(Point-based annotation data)
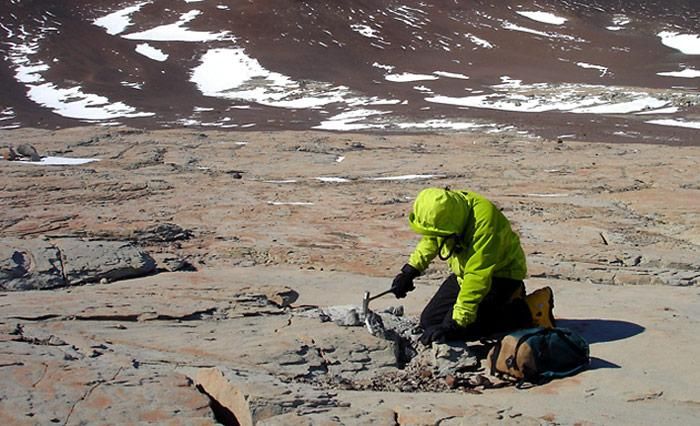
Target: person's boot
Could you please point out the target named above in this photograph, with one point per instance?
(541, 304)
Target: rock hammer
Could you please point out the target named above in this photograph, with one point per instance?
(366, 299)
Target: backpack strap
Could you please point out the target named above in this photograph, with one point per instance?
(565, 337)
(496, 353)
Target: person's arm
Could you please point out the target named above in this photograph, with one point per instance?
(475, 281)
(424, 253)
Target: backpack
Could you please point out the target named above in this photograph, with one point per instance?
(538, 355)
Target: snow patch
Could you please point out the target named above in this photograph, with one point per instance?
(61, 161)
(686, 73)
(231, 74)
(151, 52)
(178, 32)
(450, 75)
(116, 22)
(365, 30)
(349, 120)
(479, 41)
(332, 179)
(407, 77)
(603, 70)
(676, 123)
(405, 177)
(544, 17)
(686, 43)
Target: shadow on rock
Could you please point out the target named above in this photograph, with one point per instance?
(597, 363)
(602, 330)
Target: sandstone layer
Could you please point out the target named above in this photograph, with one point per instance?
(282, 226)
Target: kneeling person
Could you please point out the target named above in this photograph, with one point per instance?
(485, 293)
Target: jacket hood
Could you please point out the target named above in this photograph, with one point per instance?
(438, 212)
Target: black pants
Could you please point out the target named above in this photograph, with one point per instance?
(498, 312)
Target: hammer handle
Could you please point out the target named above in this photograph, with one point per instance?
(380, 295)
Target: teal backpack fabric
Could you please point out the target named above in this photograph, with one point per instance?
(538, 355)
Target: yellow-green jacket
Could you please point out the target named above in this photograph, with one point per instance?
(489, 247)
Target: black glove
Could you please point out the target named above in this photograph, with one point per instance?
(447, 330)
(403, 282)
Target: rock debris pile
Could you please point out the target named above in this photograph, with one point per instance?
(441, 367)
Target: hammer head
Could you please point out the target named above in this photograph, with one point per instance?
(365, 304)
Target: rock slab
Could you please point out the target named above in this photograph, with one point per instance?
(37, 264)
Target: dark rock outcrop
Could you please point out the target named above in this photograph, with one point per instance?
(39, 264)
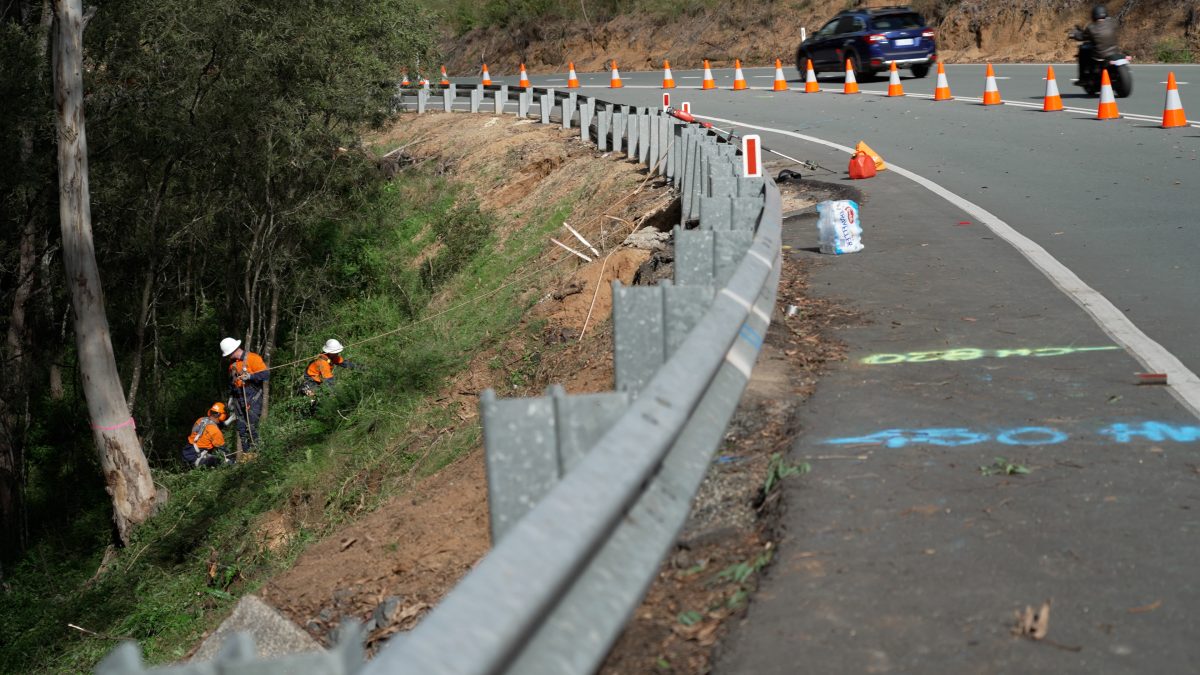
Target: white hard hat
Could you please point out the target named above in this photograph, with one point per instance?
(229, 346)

...

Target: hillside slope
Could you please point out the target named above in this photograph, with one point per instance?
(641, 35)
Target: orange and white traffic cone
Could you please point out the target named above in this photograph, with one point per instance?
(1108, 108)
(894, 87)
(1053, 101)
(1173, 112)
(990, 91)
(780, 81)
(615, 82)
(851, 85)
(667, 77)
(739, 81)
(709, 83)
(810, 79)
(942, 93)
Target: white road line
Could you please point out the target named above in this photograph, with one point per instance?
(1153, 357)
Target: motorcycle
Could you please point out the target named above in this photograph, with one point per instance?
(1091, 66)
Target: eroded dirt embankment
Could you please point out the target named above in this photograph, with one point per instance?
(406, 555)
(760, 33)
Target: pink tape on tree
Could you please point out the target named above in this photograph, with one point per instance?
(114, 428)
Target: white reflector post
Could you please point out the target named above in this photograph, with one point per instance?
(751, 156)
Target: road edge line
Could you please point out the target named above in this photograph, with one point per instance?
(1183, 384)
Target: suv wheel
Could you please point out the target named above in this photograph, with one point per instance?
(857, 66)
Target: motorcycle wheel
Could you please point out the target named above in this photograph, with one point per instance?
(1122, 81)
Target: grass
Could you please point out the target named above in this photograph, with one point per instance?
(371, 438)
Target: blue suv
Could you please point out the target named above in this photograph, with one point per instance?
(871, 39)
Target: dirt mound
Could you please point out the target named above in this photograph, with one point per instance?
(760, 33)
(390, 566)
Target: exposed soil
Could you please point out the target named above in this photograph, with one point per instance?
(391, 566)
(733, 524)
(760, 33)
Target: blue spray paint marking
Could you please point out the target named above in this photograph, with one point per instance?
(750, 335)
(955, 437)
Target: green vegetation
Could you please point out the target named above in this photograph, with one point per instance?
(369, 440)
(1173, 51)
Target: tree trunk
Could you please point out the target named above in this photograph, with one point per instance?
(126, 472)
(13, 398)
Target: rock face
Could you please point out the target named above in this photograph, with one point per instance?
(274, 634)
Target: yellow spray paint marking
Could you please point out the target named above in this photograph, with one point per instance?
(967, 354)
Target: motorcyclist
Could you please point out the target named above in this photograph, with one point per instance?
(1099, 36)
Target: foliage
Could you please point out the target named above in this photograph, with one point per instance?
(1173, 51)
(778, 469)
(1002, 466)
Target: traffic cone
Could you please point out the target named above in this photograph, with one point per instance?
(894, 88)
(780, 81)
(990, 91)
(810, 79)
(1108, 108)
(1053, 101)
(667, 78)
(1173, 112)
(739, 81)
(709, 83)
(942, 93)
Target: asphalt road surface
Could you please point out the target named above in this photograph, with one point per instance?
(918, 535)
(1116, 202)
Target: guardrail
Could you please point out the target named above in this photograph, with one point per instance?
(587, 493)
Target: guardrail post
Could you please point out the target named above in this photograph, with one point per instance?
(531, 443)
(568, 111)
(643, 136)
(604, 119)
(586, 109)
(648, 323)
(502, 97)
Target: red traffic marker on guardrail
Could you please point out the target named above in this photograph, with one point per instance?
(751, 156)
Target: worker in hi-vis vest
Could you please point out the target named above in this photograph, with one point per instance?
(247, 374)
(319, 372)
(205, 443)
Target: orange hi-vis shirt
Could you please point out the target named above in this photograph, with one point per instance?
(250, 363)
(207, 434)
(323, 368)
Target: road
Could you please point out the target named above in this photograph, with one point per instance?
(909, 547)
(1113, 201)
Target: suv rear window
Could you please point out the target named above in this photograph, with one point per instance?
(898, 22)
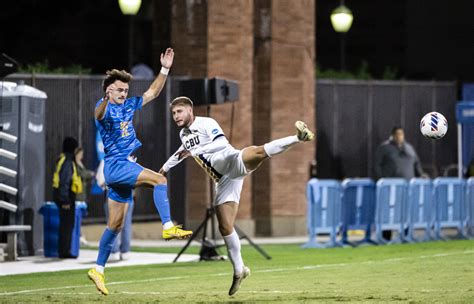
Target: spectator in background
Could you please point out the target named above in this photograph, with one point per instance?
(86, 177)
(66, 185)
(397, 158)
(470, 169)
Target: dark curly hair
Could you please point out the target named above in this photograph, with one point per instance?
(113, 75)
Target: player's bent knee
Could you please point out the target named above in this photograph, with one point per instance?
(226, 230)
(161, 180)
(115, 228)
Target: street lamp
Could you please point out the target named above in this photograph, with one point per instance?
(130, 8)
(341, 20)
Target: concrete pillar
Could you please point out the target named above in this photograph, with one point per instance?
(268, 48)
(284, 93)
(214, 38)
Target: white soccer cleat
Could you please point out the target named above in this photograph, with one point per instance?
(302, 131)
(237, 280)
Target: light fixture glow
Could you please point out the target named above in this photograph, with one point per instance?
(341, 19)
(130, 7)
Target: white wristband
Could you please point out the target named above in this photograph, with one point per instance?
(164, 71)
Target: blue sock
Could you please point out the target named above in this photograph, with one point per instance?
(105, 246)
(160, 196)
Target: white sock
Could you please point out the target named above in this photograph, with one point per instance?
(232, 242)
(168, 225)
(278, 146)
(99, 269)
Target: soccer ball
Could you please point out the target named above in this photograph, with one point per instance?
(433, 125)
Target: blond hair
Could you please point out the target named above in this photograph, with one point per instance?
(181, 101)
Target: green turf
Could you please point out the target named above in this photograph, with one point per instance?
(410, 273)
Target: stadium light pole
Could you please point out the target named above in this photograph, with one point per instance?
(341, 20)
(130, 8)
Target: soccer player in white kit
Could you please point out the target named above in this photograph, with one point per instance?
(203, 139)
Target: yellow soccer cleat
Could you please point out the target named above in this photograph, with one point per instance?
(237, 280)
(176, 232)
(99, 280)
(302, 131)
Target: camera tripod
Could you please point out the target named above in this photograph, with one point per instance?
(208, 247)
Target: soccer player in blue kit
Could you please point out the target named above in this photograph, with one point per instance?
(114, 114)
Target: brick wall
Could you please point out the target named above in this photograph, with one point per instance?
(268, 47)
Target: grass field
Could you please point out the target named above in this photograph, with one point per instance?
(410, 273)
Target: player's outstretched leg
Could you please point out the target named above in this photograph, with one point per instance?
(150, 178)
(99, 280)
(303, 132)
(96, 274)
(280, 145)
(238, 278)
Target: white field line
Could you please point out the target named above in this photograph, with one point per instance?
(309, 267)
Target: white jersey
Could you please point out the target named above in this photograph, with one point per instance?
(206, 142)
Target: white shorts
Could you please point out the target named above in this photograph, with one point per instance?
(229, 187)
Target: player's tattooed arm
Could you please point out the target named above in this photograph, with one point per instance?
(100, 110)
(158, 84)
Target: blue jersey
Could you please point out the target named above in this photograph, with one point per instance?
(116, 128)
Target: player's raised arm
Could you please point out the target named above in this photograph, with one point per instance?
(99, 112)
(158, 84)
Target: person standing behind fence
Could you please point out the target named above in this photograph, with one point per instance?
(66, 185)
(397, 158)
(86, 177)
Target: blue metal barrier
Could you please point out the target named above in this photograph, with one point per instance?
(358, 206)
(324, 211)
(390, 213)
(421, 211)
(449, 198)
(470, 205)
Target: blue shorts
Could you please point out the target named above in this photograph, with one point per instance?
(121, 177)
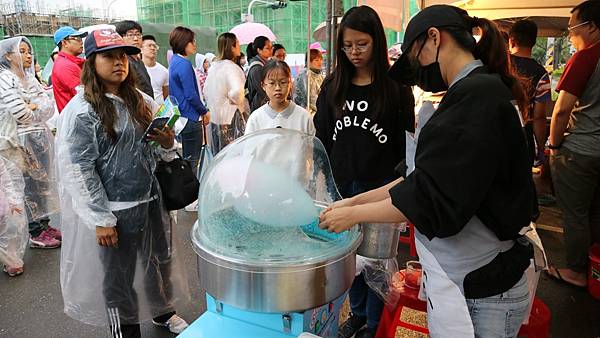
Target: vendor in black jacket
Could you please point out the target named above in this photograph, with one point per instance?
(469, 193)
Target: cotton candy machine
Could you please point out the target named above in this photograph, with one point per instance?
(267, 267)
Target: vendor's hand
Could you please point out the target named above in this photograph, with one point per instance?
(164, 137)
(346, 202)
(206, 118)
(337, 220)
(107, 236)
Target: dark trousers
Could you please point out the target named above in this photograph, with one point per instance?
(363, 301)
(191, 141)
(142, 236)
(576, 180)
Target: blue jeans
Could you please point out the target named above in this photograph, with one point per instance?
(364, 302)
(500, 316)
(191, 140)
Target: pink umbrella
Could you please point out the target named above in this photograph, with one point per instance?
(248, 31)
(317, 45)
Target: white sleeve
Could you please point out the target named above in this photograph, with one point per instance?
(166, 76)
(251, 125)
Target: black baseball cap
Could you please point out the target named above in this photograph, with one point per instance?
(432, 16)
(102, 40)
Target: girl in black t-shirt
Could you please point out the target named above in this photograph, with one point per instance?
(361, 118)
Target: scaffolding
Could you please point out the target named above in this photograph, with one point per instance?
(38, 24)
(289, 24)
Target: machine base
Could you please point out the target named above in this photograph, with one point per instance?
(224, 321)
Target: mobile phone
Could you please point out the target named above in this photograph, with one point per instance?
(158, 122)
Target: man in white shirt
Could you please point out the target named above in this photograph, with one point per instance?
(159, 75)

* * *

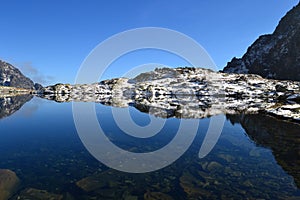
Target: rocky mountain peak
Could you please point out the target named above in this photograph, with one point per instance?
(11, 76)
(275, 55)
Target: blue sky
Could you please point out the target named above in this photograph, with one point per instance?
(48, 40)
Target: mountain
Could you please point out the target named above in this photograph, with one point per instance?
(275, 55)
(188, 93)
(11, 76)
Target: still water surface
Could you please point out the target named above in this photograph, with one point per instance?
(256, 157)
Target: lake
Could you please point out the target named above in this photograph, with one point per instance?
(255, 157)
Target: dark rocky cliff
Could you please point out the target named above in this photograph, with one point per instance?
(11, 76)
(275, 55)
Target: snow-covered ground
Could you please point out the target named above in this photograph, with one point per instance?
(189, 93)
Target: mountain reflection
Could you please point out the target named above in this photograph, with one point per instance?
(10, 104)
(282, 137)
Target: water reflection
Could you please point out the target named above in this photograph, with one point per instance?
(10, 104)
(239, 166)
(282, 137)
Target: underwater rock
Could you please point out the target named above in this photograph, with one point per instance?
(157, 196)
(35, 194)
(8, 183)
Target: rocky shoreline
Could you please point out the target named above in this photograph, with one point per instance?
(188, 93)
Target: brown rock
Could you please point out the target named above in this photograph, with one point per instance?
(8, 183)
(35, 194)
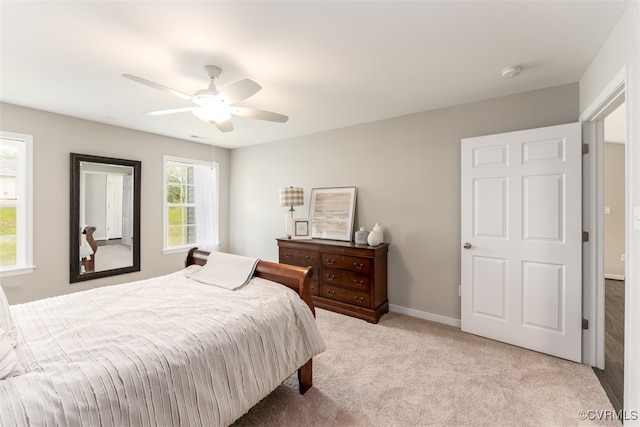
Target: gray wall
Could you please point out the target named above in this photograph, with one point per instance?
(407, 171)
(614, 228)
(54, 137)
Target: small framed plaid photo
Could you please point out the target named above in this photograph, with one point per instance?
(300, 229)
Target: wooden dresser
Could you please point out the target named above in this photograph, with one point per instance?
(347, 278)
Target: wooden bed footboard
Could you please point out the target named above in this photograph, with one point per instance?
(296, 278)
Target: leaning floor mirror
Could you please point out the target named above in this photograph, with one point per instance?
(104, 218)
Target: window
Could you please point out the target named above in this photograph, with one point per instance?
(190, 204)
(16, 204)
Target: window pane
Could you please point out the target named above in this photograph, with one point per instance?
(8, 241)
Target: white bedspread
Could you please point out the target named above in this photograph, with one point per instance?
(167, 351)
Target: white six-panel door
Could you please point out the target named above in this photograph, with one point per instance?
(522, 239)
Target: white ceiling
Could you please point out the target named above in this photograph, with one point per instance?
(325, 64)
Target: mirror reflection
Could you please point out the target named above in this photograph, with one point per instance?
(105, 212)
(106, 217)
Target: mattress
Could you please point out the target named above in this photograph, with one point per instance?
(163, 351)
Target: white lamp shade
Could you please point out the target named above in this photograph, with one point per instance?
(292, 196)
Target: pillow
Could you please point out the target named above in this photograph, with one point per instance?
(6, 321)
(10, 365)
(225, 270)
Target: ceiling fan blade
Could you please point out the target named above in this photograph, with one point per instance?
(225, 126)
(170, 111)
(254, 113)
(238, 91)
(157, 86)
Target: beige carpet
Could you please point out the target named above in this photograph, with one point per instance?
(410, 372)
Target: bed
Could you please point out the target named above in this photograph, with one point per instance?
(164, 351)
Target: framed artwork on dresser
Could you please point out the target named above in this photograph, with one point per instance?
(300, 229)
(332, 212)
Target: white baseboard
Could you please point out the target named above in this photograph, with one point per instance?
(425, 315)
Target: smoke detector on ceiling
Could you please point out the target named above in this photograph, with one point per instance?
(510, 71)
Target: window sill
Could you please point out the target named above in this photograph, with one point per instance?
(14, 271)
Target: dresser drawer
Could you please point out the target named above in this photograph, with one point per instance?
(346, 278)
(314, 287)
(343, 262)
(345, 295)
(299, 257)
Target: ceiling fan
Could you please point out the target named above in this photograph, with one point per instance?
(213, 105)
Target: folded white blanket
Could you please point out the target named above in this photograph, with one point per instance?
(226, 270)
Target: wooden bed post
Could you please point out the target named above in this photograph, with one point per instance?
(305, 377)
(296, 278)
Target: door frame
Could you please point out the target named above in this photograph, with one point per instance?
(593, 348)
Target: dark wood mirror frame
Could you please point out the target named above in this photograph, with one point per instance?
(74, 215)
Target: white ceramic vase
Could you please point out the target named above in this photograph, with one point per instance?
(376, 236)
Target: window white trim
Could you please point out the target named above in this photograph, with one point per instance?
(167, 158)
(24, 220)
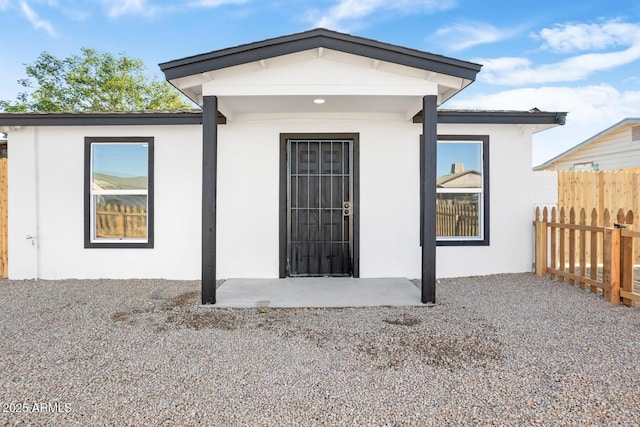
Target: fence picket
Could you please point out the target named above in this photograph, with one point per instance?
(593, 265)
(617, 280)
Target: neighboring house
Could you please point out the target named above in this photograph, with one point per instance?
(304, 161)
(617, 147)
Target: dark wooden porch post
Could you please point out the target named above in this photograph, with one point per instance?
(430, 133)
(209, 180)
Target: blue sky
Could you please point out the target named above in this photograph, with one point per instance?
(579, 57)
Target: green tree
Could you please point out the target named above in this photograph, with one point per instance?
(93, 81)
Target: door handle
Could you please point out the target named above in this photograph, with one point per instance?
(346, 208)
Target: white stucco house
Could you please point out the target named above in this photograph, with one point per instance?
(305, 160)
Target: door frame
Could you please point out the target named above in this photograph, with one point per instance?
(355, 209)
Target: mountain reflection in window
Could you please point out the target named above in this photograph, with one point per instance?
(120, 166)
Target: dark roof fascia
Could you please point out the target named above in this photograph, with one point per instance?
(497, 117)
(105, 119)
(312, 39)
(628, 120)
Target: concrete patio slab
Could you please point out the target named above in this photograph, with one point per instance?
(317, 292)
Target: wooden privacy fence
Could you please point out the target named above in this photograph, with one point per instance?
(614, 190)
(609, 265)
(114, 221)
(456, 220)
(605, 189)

- What is needed
Pick out every line of the material above that contains the word "paint", and copy each one.

- Task output
Target: blue spray paint marking
Target: yellow spray paint marking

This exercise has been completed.